▶ [TASK PROMPT]: Without skipping anything, write out each record below exactly.

▶ [DATA FOR THE TASK]:

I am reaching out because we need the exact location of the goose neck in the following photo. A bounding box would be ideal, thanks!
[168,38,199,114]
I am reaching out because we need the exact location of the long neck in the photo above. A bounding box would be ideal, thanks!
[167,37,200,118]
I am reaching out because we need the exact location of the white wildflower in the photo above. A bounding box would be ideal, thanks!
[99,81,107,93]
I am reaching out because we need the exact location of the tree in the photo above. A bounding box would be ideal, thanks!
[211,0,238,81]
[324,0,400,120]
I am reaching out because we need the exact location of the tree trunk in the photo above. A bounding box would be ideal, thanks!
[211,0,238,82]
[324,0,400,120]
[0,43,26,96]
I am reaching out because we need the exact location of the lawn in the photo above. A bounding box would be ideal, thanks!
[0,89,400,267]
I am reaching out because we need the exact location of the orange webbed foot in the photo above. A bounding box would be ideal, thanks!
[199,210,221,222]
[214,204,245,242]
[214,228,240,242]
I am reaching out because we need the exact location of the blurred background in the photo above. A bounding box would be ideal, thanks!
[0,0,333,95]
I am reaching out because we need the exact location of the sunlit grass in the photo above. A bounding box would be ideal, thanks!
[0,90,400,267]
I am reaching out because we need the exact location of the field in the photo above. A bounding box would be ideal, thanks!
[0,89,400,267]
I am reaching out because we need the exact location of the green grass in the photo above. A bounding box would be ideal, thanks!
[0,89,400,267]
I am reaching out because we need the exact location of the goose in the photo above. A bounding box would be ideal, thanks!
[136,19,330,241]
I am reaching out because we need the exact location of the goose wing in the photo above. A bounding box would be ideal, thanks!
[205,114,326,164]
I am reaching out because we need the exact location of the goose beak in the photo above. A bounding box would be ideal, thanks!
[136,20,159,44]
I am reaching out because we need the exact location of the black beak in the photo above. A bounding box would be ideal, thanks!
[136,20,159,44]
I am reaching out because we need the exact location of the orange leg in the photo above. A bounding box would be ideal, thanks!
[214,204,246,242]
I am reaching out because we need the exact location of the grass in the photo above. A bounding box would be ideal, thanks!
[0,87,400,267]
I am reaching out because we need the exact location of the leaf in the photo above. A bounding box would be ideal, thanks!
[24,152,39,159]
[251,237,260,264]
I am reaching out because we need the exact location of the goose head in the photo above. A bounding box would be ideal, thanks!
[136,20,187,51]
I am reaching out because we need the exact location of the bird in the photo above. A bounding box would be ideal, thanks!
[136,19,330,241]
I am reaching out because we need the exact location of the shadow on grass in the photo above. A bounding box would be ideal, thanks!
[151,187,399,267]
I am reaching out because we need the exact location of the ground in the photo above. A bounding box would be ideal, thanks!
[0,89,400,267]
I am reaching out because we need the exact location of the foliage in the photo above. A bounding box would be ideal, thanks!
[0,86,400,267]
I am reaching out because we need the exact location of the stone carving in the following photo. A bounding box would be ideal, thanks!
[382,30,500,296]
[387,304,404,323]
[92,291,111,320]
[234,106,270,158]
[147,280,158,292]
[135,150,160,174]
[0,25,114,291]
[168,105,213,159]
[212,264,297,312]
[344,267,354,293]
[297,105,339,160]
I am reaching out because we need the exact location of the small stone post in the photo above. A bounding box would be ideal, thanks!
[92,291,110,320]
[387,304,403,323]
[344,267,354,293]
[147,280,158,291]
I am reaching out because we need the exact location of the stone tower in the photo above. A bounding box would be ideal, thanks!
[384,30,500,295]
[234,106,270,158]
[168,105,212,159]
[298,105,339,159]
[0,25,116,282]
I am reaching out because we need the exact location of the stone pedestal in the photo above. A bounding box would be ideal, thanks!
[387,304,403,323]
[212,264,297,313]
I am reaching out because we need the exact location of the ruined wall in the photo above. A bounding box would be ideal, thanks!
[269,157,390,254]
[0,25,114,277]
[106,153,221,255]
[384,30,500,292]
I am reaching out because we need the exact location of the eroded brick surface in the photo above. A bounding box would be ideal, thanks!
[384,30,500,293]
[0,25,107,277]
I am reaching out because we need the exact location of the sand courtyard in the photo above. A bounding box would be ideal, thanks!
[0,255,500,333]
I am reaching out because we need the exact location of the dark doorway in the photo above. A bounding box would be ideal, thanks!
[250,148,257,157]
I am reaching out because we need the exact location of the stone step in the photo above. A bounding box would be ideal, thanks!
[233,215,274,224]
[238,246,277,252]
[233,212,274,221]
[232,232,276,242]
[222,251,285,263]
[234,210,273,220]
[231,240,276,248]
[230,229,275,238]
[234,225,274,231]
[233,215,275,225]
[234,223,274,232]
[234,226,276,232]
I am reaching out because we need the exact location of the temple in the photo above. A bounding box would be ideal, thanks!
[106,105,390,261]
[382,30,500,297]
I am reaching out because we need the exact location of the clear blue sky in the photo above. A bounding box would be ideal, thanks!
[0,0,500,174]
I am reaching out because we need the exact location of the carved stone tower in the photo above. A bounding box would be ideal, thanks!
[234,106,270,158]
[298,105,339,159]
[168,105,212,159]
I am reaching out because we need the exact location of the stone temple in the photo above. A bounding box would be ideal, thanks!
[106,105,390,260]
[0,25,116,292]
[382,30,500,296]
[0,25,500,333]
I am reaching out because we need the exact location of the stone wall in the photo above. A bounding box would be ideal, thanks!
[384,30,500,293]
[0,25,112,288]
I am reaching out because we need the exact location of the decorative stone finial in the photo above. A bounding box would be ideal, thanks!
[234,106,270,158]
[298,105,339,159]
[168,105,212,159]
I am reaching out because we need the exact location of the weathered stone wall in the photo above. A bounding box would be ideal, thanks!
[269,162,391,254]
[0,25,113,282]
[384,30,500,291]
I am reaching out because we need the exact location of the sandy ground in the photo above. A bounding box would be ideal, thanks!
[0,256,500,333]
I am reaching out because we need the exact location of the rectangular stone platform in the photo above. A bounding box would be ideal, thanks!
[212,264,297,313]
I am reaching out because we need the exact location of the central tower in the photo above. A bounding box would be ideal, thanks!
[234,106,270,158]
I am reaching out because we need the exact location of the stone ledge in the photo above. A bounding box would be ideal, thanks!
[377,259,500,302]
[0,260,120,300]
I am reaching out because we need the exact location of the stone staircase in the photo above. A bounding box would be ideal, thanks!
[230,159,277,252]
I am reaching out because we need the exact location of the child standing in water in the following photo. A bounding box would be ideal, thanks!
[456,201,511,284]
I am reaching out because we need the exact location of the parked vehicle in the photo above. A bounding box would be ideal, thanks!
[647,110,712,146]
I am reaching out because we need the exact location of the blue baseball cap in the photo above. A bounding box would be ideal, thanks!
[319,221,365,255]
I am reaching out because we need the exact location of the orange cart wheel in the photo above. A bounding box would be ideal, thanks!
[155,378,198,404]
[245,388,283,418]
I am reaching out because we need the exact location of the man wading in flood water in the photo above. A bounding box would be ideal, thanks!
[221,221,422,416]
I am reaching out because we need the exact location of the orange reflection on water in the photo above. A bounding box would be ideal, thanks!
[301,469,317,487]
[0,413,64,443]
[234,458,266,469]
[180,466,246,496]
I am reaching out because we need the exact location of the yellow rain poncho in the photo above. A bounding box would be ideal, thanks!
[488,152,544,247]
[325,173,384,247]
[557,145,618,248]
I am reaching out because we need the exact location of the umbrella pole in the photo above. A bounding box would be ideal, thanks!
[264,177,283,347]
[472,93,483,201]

▶ [RESPONSE BELOW]:
I am reaching out because we need the exact location of the goose neck in the following photo. A bounding box would be ideal, thanks!
[168,38,199,114]
I am reaching out because we need the exact location of the long neck in the photo above. A bounding box would be ideal, thanks!
[167,37,200,118]
I am reaching out because we need the exact location of the white wildflower in the photo above. A bounding box would be ideal, thanks!
[99,81,107,93]
I am reaching out because we need the exact location of the tree in the photo above. A bounding box would be ideal, thanks!
[211,0,238,81]
[324,0,400,120]
I am reaching out because we need the exact location of the tree trunk in the photo above. A bounding box would be ideal, thanks!
[211,0,238,82]
[324,0,400,120]
[0,43,26,96]
I am reaching out because we need the exact location of the lawn in the photo above. A bounding box would be ideal, thanks!
[0,89,400,267]
I am reaching out because we need the exact location of the orange webbed foot in the photo above. A bounding box would be ideal, thanks!
[199,210,221,222]
[214,204,245,242]
[214,228,240,242]
I am reaching out because we need the exact location of the blurred background in the photo above. A bounding box would be ideal, thanks!
[0,0,333,95]
I am reaching out because we need the exact location of the sunlit grass in the photo above. A bounding box would be ideal, thanks!
[0,90,400,267]
I am reaching out because we need the exact location of the field in the photo above. A bounding box would be ideal, thanks!
[0,89,400,267]
I am reaching out because we need the exact location of the green grass in the photo above. A bounding box would be ideal, thanks!
[0,89,400,267]
I am reaching out because we need the exact location of the goose in the photo above. A bounding box would be ideal, thanks!
[136,19,330,241]
I am reaching out because we need the exact location of the goose wing in the photo above. A bounding box would be ideal, thanks!
[205,114,326,164]
I am reaching out because we need the exact location of the goose beak in the photo above. A bounding box would be ideal, thanks!
[136,20,159,44]
I am reaching out because we need the exact location of the black beak in the photo above. A bounding box would be ideal, thanks!
[136,20,159,44]
I am reaching out because we need the exact location of the orange leg in the photo above. A bounding box would be ideal, thanks!
[214,204,246,242]
I am reaching out because we need the exact location of the grass in the photo above. A bounding box would be ideal, thanks!
[0,87,400,267]
I am reaching out because we need the exact location of the leaf in the photo above. A bounding box would be ideal, thanks!
[24,152,39,159]
[251,237,260,264]
I am reaching out because we need the exact location of the goose head in the photo above. A bounding box would be ideal, thanks!
[136,20,187,51]
I am reaching out because we need the exact location of the bird in the photo above. A bounding box would be ideal, thanks!
[136,19,330,241]
I am reaching out because we need the exact location of the shadow on grass in the photo above. A bounding box would be ideal, thanks!
[151,187,399,267]
I am reaching out because we need the exact location of the ground in the photo above. A bounding box would be ideal, thanks!
[0,89,400,267]
I am reaching out because we need the exact location of the foliage in the photo above. A bounding box would be ideal, thanks!
[0,86,400,267]
I am reaching out because we need the exact location of the stone carving in the following photo. A bounding box would be ideal, thanks!
[382,30,500,296]
[387,304,404,323]
[92,291,111,320]
[234,106,270,158]
[147,280,158,292]
[135,150,160,174]
[0,25,114,291]
[168,105,213,159]
[212,264,297,312]
[344,267,354,293]
[297,105,339,160]
I am reaching out because we need the exact location of the small stone post in the photo above. A bounding box would be ideal, thanks!
[92,291,110,320]
[387,304,403,323]
[344,267,354,293]
[147,280,158,291]
I am reaching out because we need the exact location of the stone tower in the photo above. A bounding box would be ideal, thanks!
[384,30,500,295]
[234,106,270,158]
[168,105,212,159]
[298,105,339,159]
[0,25,116,282]
I am reaching out because we need the exact location of the stone pedestal in the photo above. A bounding box would be ideal, thanks!
[387,304,403,323]
[212,264,297,313]
I am reaching out because we need the exact location of the ruined wall in the photo above. A bounding box would be ideal, thanks!
[269,157,390,254]
[0,25,114,277]
[106,153,221,255]
[384,30,500,292]
I am reaching out because we need the exact location of the eroded brick surface in the photo above. A bounding box would be ideal, thanks!
[384,30,500,293]
[0,25,107,277]
I am reaching out because we need the exact location of the sand courtyard in the photo above. A bounding box would be ideal, thanks!
[0,255,500,333]
I am reaching out because we need the exact location of the dark doorway in the photo above. A bounding box would be ideal, thanks!
[250,148,257,157]
I am reaching out because we need the exact location of the stone step in the photo above. A bounding box would be ideal, thanks!
[233,215,274,224]
[238,246,277,252]
[233,212,274,221]
[232,232,276,242]
[222,251,285,263]
[234,210,273,220]
[231,240,276,248]
[230,229,275,238]
[234,225,274,231]
[233,215,275,225]
[234,223,274,232]
[234,226,276,232]
I am reaching out because we need the exact location of the temple in the photo above. A bounding box would be ideal, thanks!
[106,105,390,261]
[382,30,500,297]
I am reaching out because we need the exact location of the clear blue sky in the photo above. A bounding box would be ideal, thanks!
[0,0,500,174]
I am reaching out because we need the exact location of the carved stone tower in the photo above. A bounding box would be ideal, thanks!
[234,106,270,158]
[298,105,339,159]
[168,105,212,159]
I am reaching out because we need the exact location of the stone temple in the photo above. A bounding box would be ideal, thanks!
[106,105,390,260]
[0,25,116,292]
[382,30,500,296]
[0,25,500,333]
I am reaching out because we need the exact location of the stone wall in the photo above. A bounding box would be ideal, thanks!
[384,30,500,293]
[0,25,112,288]
I am reaching out because we need the exact location of the decorative stone finial in the photo above. A bounding box would be ideal, thanks!
[234,106,270,158]
[298,105,339,159]
[168,105,212,159]
I am reaching out because we need the exact location of the weathered stone wall in the photo above. A bounding box would be ideal, thanks!
[269,162,391,254]
[0,25,113,282]
[384,30,500,291]
I am reaching out because we need the exact location of the sandy ground in the photo above. A bounding box would be ideal, thanks!
[0,256,500,333]
I am reaching out because we need the exact location of the rectangular stone platform in the photo above. A bounding box would be ideal, thanks!
[212,264,297,313]
I am reaching out because we need the exact location of the central tower in the photo above. A bounding box would be ideal, thanks!
[234,106,270,158]
I am reaching out because we need the exact location of the stone ledge in the photo above. A bounding box would be ideal, thanks!
[377,259,500,302]
[0,260,120,300]
I am reaching out because we need the exact location of the stone staircase in the photo above. A bounding box would be ideal, thanks!
[230,159,277,252]
I am reaching out because we need the exact location of the child standing in water in the following photo. A bounding box would be ideal, thanks!
[456,201,511,284]
I am reaching out because we need the exact location of the parked vehicle in the photo above. A bounding box would be ideal, thanks!
[647,110,712,146]
I am reaching out because we need the exact location of the blue baseball cap in the photo above. A bounding box would be ideal, thanks!
[319,221,365,255]
I am reaching out because we need the exact location of the orange cart wheel in the photo above. A bounding box would be ideal, thanks!
[155,378,198,404]
[245,388,283,418]
I am reaching out because we need the exact location of the man wading in flood water in the photo above. A bounding box would be ideal, thanks!
[221,221,422,416]
I am reaching out because we need the exact location of the orange reflection on water in the photo above. A bounding box would be ideal, thanks!
[301,469,317,487]
[0,413,64,443]
[234,458,266,469]
[180,466,246,496]
I am reaching out because we need the exact location of the yellow rain poncho in the photo above. A bounding box would be ideal, thanks!
[488,152,544,247]
[325,173,384,247]
[557,145,618,248]
I am reaching out because we need the exact location of the umbrella pole in the photo above. A bounding box would be ideal, thanks!
[264,177,283,347]
[472,93,483,201]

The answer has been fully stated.